Task prompt
Would you please copy exactly the line with "You are given a photograph. For the girl's arm" and all lines that follow it in the data below, through the last one?

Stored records
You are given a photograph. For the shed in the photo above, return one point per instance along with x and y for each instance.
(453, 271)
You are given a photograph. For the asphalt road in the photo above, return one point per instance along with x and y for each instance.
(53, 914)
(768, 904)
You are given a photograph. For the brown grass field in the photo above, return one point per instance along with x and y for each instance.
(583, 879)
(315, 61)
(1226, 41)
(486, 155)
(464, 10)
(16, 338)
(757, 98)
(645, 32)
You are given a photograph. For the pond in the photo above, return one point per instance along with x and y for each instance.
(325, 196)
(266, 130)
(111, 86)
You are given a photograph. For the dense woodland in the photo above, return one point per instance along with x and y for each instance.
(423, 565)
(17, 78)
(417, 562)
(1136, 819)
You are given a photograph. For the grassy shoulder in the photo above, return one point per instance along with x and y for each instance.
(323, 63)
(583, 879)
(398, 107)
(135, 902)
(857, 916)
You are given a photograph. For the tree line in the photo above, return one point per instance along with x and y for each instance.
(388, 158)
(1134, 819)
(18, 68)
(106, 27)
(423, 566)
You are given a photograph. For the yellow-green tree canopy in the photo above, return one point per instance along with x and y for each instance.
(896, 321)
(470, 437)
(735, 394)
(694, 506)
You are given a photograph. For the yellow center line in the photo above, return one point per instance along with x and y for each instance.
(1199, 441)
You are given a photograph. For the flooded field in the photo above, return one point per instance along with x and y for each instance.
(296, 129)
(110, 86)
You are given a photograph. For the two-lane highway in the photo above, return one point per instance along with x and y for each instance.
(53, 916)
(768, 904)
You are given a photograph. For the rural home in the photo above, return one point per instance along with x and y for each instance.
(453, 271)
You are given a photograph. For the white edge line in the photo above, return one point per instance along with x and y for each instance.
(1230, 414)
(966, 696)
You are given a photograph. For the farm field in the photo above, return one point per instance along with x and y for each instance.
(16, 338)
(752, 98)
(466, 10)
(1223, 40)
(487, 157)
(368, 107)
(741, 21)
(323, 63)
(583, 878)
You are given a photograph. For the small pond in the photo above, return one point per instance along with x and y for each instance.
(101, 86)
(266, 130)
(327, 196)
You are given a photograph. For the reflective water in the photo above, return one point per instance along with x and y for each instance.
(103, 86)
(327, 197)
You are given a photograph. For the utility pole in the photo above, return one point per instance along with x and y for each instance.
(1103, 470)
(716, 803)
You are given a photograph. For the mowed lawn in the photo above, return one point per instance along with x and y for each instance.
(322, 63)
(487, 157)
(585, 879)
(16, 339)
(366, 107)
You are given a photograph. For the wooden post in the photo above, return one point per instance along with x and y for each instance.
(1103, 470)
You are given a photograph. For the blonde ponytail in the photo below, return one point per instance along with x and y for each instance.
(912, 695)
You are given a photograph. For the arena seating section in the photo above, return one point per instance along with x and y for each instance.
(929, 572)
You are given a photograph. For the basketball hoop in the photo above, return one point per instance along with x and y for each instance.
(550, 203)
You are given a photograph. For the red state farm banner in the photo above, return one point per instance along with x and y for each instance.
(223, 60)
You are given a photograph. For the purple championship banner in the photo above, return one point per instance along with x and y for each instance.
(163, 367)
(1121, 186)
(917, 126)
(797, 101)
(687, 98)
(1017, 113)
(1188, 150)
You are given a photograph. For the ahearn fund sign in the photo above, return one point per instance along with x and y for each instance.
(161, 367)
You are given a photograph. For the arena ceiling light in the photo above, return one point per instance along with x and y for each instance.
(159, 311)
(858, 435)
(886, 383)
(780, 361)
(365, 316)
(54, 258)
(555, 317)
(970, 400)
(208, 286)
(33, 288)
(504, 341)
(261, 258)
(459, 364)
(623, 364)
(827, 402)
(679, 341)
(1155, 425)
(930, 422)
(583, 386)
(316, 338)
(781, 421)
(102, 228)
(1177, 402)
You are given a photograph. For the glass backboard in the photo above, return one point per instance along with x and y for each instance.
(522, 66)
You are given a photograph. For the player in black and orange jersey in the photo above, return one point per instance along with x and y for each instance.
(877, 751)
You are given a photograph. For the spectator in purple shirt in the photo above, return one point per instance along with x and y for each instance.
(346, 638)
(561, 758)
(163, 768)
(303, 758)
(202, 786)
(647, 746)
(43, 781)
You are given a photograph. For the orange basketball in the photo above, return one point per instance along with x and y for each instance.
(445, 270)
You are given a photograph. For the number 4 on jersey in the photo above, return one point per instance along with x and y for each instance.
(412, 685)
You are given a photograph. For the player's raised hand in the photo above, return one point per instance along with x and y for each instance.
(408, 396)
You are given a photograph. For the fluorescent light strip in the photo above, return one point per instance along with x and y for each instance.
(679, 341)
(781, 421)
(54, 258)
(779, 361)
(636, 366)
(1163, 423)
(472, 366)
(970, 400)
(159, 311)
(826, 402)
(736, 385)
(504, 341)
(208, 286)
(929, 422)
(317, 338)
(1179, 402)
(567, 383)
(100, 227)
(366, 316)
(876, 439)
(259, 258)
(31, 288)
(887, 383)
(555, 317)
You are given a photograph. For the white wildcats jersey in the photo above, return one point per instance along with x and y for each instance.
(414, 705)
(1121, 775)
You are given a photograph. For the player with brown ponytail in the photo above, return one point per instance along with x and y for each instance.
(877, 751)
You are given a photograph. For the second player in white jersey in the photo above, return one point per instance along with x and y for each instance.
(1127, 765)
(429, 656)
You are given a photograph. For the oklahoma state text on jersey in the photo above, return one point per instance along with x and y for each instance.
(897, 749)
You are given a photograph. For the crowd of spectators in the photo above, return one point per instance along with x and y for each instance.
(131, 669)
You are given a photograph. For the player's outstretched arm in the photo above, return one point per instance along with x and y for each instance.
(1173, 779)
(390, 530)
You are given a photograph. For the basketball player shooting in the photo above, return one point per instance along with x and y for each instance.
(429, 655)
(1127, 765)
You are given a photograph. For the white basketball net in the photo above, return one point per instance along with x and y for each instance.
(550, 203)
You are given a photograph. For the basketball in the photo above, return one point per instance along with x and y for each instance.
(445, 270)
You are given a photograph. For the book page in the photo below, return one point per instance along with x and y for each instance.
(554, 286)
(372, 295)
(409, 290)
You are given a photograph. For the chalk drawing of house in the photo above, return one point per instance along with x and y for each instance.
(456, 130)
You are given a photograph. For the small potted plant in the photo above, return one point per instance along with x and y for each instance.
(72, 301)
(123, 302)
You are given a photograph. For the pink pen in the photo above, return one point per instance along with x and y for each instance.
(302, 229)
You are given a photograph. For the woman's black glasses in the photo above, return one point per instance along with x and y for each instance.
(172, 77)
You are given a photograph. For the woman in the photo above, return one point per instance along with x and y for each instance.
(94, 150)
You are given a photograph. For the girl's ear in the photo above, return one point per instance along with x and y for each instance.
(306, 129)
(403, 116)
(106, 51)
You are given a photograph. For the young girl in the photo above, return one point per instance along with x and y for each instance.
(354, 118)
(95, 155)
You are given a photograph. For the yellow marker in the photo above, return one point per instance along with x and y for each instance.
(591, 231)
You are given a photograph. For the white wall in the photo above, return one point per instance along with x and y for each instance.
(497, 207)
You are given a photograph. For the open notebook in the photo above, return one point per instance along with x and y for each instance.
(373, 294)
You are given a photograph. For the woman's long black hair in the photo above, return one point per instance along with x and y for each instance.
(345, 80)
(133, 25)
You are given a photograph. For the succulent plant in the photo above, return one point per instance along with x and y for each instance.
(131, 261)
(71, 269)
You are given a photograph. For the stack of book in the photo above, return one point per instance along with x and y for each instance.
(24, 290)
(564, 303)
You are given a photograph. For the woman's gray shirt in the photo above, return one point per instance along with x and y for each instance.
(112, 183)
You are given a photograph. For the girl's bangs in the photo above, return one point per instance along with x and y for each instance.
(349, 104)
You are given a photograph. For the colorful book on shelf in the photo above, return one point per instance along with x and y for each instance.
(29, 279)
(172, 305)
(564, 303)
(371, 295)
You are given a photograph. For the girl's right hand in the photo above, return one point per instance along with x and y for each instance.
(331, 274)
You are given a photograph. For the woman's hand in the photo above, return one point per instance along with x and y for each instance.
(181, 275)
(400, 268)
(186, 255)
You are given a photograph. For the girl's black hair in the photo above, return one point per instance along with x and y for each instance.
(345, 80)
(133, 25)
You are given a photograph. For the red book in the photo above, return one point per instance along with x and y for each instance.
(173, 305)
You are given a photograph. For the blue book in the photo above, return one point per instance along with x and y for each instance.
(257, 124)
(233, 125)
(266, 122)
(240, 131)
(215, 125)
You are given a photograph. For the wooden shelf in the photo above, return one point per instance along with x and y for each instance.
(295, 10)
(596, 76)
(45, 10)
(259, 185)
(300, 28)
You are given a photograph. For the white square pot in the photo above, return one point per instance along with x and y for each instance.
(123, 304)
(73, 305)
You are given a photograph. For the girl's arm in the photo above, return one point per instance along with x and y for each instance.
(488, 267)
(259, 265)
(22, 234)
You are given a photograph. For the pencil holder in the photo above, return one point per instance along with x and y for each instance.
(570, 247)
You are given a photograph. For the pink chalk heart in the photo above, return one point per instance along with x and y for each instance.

Solution to the exercise
You are given a photograph. For the girl's arm in the photo above, return one point per instance along with x and y for each instance.
(488, 267)
(259, 265)
(22, 234)
You are given a photograph. For the pencil holder in the photo above, return one point per instance along with x and y for each instance.
(570, 247)
You are given a photograph. For the pink chalk heart in the photo above, return one point per instance along with x and y for each instance.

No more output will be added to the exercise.